***** Text block *****
SECURITIES AND EXCHANGE COMMISSION

WASHINGTON, D.C. 20549

____________________________________________

FORM 8-K

 

CURRENT REPORT

 

PURSUANT TO SECTION 13 OR 15(d) OF THE

SECURITIES EXCHANGE ACT OF 1934

 

Date of report (Date of earliest event reported): August 28, 2023

____________________________________________

 

Molecular Templates, Inc.

(Exact name of registrant as specified in its charter)

____________________________________________

 

Delaware   001-32979   94-3409596
(State or other jurisdiction of incorporation or organization)   (Commission File Number)   (I.R.S. Employer Identification No.)

 

9301 Amberglen Blvd, Suite 100

Austin, Texas 78729

(Address of Principal Executive Offices) (Zip Code)

 

Registrant’s telephone number, including area code: (512) 869-1555

____________________________________________

 

 

Check the appropriate box below if the Form 8-K filing is intended to simultaneously satisfy the filing obligations of the registrant under any of the following provisions:

 

Written communications pursuant to Rule 425 under the Securities Act (17 CFR 230.425)

Soliciting material pursuant to Rule 14a-12 under the Exchange Act (17 CFR 240.14a-12)

Pre-commencement communications pursuant to Rule 14d-2(b) under the Exchange Act (17 CFR 240.14d-2(b))
*****
_To do_.
a) Rewrite the Form 8-K cover page between "Delaware   001-32979" and "Employer Identification No.)", inclusive, substituting "Nevada" for "Delaware".
b) According to the Form 8-K cover page, in which city and state are the registrant's principal executive offices located?
***** Recorded information *****
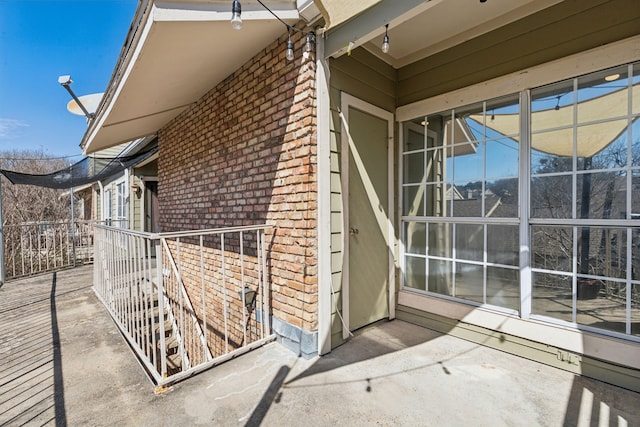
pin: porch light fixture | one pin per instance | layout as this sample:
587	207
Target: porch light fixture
309	45
236	11
289	49
385	40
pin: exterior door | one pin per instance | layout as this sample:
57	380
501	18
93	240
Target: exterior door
367	144
151	207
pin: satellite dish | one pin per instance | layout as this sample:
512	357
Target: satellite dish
90	102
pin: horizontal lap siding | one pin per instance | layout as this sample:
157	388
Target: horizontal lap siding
366	77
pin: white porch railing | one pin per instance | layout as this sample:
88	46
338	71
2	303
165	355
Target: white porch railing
38	247
185	301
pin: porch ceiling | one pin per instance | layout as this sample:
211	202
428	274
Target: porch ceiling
180	50
419	28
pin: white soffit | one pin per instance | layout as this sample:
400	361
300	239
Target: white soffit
426	27
184	50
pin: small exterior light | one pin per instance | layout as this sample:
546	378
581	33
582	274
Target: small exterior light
385	40
236	11
249	297
289	50
309	45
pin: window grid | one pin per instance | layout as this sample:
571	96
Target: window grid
630	170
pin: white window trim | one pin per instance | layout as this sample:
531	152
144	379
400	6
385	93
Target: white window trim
601	346
607	56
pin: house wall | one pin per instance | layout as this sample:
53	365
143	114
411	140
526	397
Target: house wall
567	28
366	77
244	154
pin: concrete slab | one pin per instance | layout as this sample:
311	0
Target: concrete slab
64	362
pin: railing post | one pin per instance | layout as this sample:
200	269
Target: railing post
160	287
2	270
73	229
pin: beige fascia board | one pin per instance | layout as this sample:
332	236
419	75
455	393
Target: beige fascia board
370	24
609	55
130	50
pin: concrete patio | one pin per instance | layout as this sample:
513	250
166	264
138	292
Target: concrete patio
65	363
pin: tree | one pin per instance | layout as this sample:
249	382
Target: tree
28	203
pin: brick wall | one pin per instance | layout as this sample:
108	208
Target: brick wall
245	154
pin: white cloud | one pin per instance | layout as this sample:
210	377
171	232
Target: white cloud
9	127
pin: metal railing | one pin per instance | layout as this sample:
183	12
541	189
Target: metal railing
38	247
185	301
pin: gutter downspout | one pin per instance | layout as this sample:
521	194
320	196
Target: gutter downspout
101	201
2	271
324	199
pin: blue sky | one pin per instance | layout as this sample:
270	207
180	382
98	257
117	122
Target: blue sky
41	40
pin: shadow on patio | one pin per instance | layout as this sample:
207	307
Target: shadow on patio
393	373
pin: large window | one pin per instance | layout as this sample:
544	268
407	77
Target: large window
121	204
553	174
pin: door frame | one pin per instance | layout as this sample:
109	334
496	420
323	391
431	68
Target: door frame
347	101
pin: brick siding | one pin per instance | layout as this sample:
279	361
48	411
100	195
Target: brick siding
245	154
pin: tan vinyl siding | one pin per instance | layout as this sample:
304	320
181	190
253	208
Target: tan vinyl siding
366	77
567	28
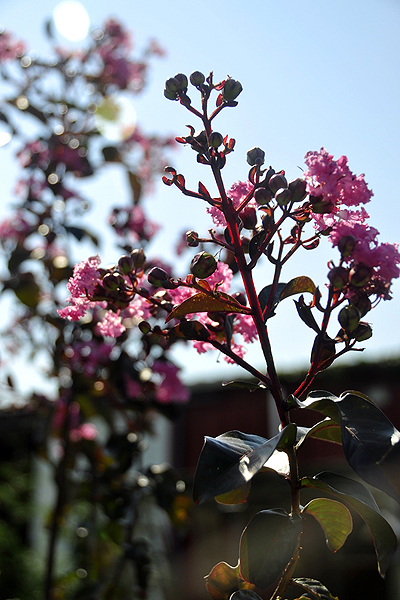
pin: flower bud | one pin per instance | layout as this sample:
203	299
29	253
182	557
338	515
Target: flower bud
192	238
125	263
215	139
283	196
231	89
182	82
298	187
262	196
249	217
172	85
144	327
197	78
360	275
346	245
277	182
339	277
363	304
203	265
112	281
255	156
362	332
349	318
170	95
158	277
139	258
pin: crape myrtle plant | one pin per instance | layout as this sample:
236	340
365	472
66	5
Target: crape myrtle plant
91	429
267	218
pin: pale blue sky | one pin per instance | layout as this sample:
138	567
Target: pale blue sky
314	73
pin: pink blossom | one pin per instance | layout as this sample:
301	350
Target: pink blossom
171	388
85	277
334	180
237	193
242	324
10	48
110	326
86	431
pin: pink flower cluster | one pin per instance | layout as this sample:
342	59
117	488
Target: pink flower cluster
242	324
334	181
237	194
10	48
117	68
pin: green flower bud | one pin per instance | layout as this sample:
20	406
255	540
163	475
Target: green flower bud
215	139
144	327
158	277
362	332
125	263
112	281
262	196
298	188
197	78
182	82
276	182
360	275
231	89
255	156
139	258
172	85
192	238
283	196
339	277
349	318
170	95
203	265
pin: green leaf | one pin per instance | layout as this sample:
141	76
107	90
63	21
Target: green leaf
374	457
223	580
267	545
357	496
328	430
313	588
203	302
334	518
230	460
284	290
136	186
298	285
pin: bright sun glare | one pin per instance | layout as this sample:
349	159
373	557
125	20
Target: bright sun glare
71	20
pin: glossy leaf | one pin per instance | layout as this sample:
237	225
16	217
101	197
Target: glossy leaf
237	496
356	495
328	430
245	595
334	518
203	302
267	545
223	580
313	588
375	458
230	460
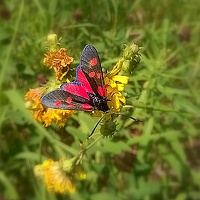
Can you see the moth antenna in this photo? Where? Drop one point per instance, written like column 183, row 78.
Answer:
column 97, row 125
column 137, row 120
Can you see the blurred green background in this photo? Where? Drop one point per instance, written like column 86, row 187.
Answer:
column 157, row 159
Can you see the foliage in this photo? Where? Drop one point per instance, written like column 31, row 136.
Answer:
column 155, row 159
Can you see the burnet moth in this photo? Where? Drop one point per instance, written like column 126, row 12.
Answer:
column 87, row 92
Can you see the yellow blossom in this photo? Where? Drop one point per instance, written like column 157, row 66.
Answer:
column 59, row 176
column 114, row 85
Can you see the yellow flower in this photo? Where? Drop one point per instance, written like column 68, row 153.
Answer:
column 42, row 114
column 57, row 116
column 59, row 61
column 114, row 85
column 59, row 175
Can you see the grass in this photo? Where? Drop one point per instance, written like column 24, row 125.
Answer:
column 157, row 159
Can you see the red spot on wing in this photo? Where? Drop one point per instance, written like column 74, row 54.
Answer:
column 69, row 100
column 87, row 107
column 92, row 74
column 100, row 90
column 76, row 89
column 57, row 103
column 84, row 81
column 71, row 106
column 93, row 62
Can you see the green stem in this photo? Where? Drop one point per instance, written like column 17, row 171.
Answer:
column 5, row 64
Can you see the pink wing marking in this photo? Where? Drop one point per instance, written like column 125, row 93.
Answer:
column 92, row 74
column 69, row 100
column 87, row 107
column 93, row 62
column 71, row 106
column 99, row 75
column 57, row 103
column 75, row 89
column 102, row 91
column 84, row 81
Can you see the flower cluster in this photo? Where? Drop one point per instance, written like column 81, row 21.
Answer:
column 59, row 176
column 57, row 59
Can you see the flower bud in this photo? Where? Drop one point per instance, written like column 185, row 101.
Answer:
column 108, row 128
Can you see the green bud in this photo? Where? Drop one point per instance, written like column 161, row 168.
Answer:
column 108, row 128
column 131, row 58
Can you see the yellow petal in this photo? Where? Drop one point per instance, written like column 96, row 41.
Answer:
column 121, row 79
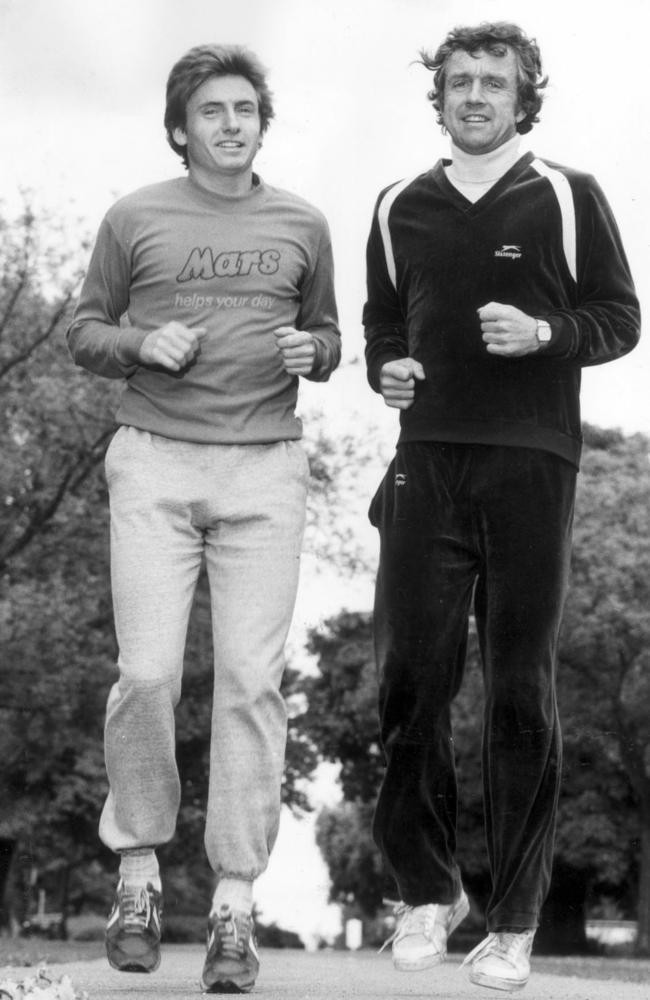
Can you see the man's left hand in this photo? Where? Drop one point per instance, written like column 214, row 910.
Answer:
column 297, row 349
column 508, row 331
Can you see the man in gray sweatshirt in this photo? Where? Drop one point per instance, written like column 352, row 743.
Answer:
column 210, row 295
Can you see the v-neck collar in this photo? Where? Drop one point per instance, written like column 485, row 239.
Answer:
column 475, row 207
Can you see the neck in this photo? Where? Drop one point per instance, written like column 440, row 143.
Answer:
column 485, row 166
column 232, row 186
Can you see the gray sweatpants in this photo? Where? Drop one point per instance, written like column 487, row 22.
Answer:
column 244, row 507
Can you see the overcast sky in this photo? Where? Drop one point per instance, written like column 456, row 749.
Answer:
column 81, row 103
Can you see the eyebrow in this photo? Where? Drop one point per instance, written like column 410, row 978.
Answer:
column 244, row 102
column 482, row 76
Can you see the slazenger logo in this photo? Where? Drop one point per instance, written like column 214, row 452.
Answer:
column 512, row 250
column 202, row 263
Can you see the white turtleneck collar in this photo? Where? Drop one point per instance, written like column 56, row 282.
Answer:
column 474, row 175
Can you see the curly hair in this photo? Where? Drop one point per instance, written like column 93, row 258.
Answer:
column 496, row 39
column 200, row 64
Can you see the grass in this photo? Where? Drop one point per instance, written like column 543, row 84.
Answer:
column 34, row 951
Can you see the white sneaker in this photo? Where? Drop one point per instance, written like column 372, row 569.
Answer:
column 502, row 960
column 420, row 938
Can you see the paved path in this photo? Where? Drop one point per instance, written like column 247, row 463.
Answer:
column 331, row 975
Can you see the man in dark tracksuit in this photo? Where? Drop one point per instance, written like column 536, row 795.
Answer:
column 492, row 279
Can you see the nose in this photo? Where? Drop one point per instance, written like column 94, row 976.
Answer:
column 231, row 121
column 475, row 95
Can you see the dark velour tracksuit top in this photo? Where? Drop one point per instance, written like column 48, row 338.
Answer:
column 542, row 239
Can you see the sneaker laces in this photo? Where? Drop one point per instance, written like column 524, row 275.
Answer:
column 136, row 906
column 412, row 920
column 233, row 940
column 505, row 944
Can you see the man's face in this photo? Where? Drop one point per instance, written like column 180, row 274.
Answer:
column 222, row 128
column 480, row 102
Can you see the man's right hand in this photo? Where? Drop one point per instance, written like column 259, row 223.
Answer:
column 397, row 382
column 172, row 346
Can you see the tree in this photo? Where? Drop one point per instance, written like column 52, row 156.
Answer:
column 604, row 701
column 55, row 425
column 605, row 666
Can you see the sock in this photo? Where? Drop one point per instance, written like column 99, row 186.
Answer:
column 140, row 867
column 235, row 893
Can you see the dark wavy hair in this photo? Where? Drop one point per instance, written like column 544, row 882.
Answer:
column 200, row 64
column 496, row 39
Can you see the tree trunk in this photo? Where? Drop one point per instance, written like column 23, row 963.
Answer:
column 562, row 926
column 643, row 912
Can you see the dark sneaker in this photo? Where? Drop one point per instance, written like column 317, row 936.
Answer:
column 133, row 929
column 232, row 962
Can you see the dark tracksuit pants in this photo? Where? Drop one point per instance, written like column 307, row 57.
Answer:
column 494, row 523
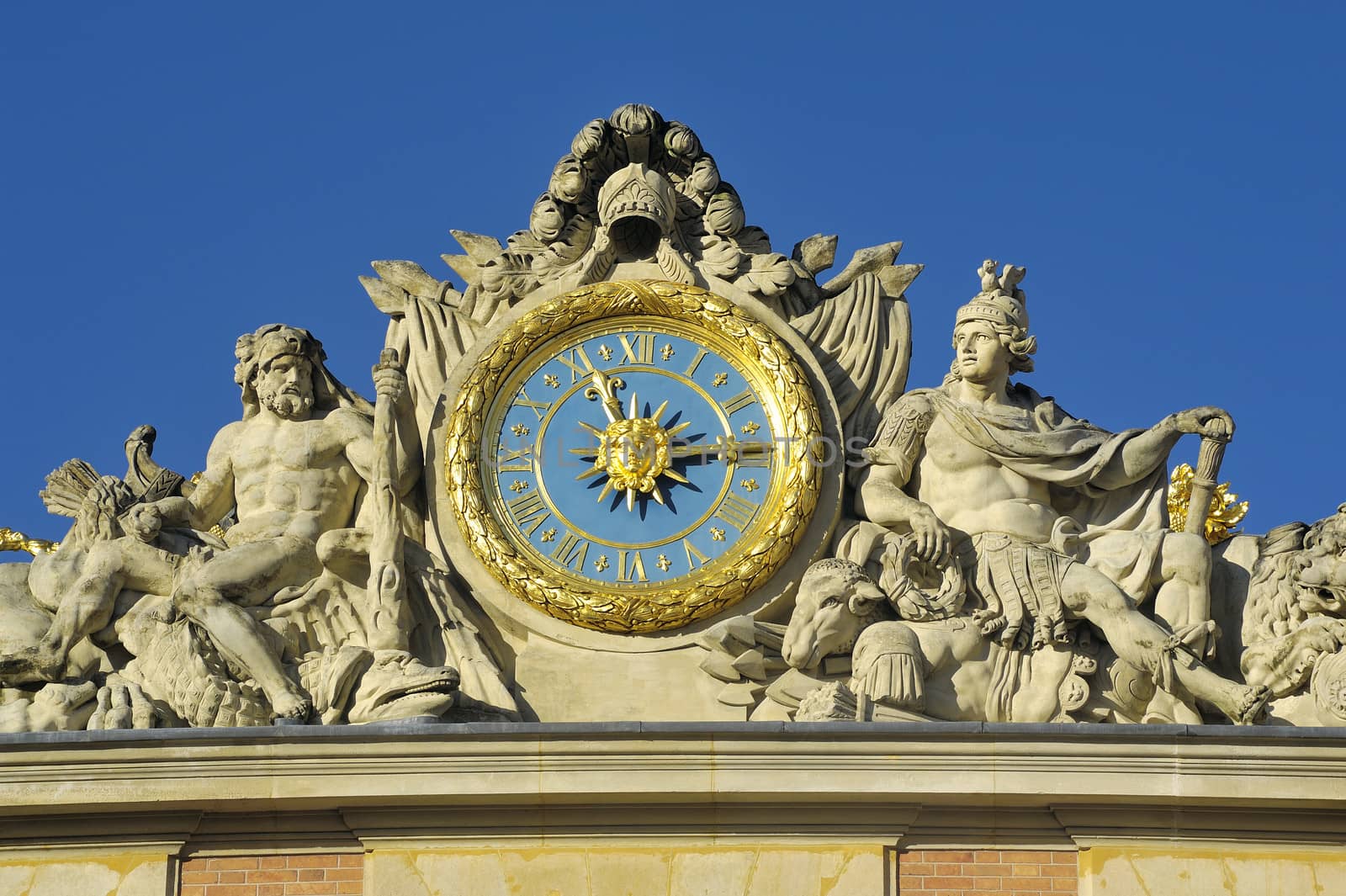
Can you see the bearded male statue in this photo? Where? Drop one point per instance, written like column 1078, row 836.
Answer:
column 1050, row 518
column 293, row 471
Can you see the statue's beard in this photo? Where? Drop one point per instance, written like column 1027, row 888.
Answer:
column 287, row 404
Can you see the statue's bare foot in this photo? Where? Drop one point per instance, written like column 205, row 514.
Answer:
column 291, row 705
column 1252, row 705
column 33, row 664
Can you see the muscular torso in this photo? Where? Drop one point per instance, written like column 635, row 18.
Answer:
column 972, row 493
column 293, row 478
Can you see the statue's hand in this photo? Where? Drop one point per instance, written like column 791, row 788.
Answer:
column 389, row 379
column 145, row 521
column 930, row 534
column 1209, row 422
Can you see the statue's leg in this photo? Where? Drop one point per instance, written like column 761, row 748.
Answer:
column 1184, row 597
column 1146, row 644
column 249, row 574
column 87, row 604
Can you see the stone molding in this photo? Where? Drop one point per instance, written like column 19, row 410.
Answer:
column 910, row 785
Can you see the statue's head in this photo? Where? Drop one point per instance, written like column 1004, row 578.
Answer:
column 1002, row 318
column 275, row 370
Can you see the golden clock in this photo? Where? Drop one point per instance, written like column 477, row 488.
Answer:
column 633, row 456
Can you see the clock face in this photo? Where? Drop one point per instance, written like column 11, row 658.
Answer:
column 639, row 460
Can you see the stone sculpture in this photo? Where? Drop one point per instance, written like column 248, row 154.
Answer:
column 303, row 602
column 1052, row 521
column 987, row 556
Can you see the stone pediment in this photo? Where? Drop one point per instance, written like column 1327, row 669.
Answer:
column 639, row 466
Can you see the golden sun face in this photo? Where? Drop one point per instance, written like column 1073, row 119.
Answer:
column 643, row 455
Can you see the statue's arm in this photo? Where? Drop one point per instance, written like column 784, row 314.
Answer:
column 882, row 486
column 209, row 502
column 389, row 386
column 1143, row 453
column 215, row 493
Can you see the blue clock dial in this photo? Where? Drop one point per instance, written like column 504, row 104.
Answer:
column 630, row 453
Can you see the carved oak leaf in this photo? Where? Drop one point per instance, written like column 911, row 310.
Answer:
column 771, row 275
column 720, row 257
column 753, row 240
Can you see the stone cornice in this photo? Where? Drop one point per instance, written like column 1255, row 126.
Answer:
column 690, row 766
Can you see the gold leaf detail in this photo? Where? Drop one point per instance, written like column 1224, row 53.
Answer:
column 723, row 581
column 1225, row 513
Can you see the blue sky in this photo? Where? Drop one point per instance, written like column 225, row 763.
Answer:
column 1170, row 174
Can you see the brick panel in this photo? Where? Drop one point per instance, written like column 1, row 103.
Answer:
column 988, row 872
column 307, row 875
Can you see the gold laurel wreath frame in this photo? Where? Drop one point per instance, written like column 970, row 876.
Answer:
column 724, row 581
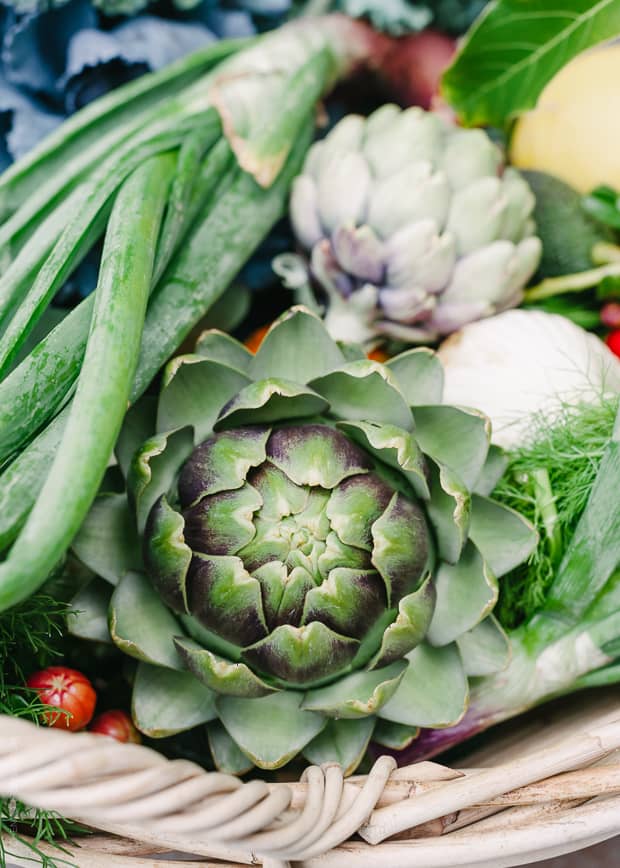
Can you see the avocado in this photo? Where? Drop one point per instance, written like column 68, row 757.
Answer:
*****
_Solutions to the exercise_.
a)
Nevada   001-32979   94-3409596
(State or other jurisdiction of incorporation or organization)   (Commission File Number)   (I.R.S. Employer Identification No.)

b) Austin, Texas